**TRY IT**
Here are some records. Copy each one exactly.
[DATA SHOWN Boundary: Start]
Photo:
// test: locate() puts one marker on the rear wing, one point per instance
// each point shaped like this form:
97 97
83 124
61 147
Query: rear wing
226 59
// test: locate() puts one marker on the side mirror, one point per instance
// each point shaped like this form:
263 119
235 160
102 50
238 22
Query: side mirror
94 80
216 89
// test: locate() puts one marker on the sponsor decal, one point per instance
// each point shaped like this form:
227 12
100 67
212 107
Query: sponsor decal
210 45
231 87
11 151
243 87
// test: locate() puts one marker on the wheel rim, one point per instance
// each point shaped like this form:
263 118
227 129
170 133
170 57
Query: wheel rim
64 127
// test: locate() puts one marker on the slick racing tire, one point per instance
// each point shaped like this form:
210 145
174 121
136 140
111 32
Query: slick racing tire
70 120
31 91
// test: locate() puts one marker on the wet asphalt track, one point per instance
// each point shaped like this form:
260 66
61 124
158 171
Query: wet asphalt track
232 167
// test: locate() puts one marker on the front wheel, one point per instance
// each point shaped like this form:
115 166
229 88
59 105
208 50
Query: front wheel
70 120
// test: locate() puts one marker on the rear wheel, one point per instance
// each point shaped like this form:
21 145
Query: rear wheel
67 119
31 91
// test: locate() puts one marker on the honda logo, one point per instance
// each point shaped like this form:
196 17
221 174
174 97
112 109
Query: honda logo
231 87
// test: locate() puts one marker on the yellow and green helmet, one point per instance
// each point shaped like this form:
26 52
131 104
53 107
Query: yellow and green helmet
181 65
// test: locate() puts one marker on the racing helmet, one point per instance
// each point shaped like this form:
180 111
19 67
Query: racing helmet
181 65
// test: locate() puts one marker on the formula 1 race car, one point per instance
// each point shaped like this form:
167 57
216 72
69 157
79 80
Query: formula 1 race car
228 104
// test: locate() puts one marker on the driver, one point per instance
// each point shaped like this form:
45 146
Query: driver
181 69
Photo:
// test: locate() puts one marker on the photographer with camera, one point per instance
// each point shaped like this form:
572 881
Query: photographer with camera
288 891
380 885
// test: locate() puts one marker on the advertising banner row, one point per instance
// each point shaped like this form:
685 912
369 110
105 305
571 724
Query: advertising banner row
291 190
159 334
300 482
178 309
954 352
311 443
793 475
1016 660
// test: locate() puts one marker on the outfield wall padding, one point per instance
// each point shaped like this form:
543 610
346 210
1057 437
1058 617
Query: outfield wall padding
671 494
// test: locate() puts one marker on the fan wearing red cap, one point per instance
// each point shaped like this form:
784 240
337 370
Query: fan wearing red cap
[DATA SHOWN Boundary: End]
**TASK RESPONSE**
Photo:
// test: locate() puts one marker on the rear wing, one point per instance
// each point shaped like this form:
97 97
83 124
61 147
Query: rear wing
226 59
// test: locate() puts one marker on the side mirror, one point per instance
// each point shaped like this form:
263 119
235 160
102 50
238 22
Query: side mirror
94 80
216 89
// test: locate() puts one marker on the sponsor decal, one point per instance
// each point shaped like this form:
227 12
100 67
212 107
Query: sponsor decal
210 45
231 87
11 151
243 87
// test: locate() puts one marker on the wheel rim, one point per instance
// each point shaped like this form:
263 118
227 129
170 133
170 57
Query: wheel rim
64 127
// test: locate() puts one marker on the slick racing tire, one point per instance
// each point shaped like this form:
210 145
174 121
136 140
111 32
Query: slick racing tire
70 120
31 91
// test: locate() puts one marker on the wet asphalt track, one point per instance
// each point shaped like this form:
260 66
61 124
158 171
Query: wet asphalt track
232 167
// test: locate() puts one marker on the front wheel, one point per instance
// each point shaped like this form:
115 166
229 88
59 105
208 50
Query: front wheel
70 120
// test: locate() puts one marker on the rear wheel, one point per instance
// each point shaped like this form:
21 145
Query: rear wheel
67 119
31 91
// test: locate() puts one marker on the honda logo, one point per instance
// each point shaped like this form:
196 17
221 174
174 97
112 109
Query: honda logo
231 87
// test: locate() puts one marker on the yellow and green helmet, one point per instance
// each point shaped like this form:
26 52
131 104
53 107
Query: yellow and green helmet
181 65
// test: locate() puts one marker on the racing helmet, one point per instance
// each point shaped like this form:
180 111
19 67
Query: racing helmet
181 65
// test: locate() puts one marker on the formula 1 race car, one point per instance
// each point shaped like this form:
167 57
216 72
69 157
79 80
Query: formula 1 race car
228 104
// test: locate() puts one marker on the driver, one point per instance
// each point shaped like this form:
45 146
Query: driver
181 69
Photo:
// test: locate() puts one marker on the photographer with camera, one point per instance
// each point shaped like this form:
572 881
Query: photographer with camera
288 891
380 885
// test: locate() puts one marker on the advertising banner row, one point per instance
// each point shaped like this form:
685 912
369 110
105 305
571 724
Query: advertising banner row
291 190
159 334
300 482
178 309
954 352
311 443
793 475
1016 660
// test: locate() puts one marker on the outfield wall padding, one point per instance
// each point shaped like this form:
543 610
346 210
1057 437
1058 617
Query: outfield wall padding
671 494
// test: locate() puts one marker on the fan wearing red cap, one point per instance
// each point shaped like this form:
784 240
337 370
Query: fan wearing red cap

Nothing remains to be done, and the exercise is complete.